# AIM OF THE TASK
Tally the lines in the listing below that contain the string "raft". What is the count? Reply with the number alone.

# EXCERPTED DATA
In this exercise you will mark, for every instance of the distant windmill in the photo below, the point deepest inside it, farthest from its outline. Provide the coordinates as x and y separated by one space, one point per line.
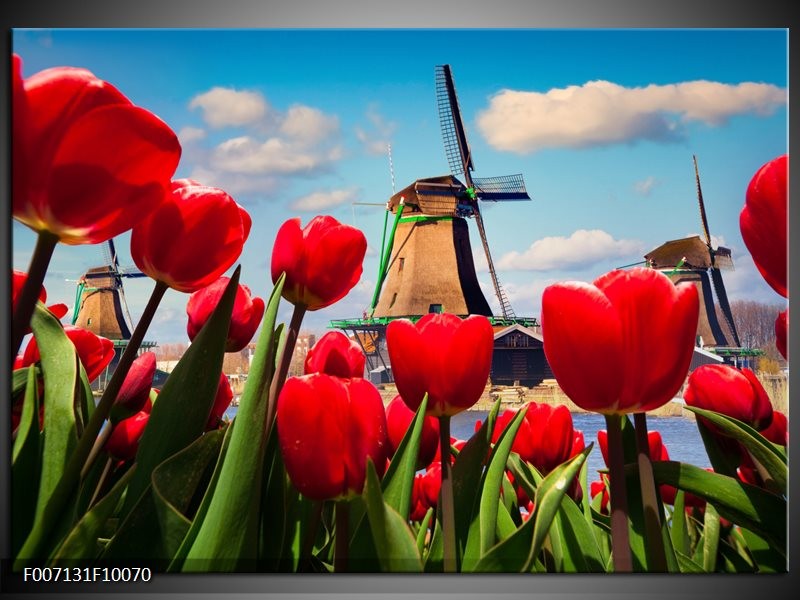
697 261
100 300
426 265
--
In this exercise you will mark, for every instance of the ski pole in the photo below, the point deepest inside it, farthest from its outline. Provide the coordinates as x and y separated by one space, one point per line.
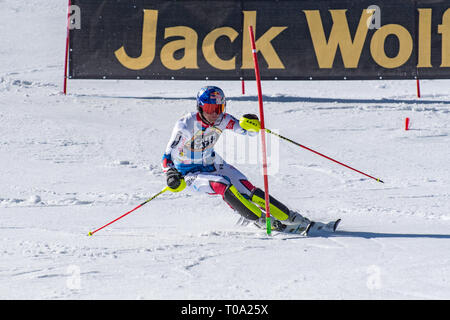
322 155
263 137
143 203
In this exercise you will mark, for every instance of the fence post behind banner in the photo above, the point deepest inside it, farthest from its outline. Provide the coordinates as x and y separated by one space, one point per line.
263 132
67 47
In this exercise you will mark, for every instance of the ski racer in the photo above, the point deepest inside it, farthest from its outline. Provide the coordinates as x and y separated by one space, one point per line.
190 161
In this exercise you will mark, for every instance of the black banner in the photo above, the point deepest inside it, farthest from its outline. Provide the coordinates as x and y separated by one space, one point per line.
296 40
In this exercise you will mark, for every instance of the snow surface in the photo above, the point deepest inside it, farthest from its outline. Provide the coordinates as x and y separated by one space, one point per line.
==
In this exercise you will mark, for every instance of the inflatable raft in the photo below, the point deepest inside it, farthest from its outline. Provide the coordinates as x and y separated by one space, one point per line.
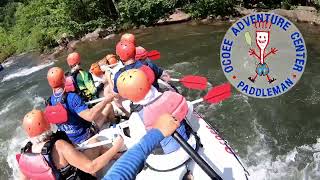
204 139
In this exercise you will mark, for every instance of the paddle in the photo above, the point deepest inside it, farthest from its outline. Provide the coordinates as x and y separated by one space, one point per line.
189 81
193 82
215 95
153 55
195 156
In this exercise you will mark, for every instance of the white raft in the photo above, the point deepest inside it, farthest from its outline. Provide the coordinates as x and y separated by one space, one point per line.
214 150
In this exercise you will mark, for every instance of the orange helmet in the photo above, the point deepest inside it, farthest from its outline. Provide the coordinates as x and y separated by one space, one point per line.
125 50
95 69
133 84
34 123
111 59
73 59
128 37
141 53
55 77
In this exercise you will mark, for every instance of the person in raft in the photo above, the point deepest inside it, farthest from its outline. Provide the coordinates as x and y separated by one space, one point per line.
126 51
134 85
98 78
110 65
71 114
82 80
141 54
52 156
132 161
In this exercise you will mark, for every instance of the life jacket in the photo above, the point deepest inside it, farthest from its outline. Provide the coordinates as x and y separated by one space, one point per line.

# SOLUTION FOR THIS PROBLEM
3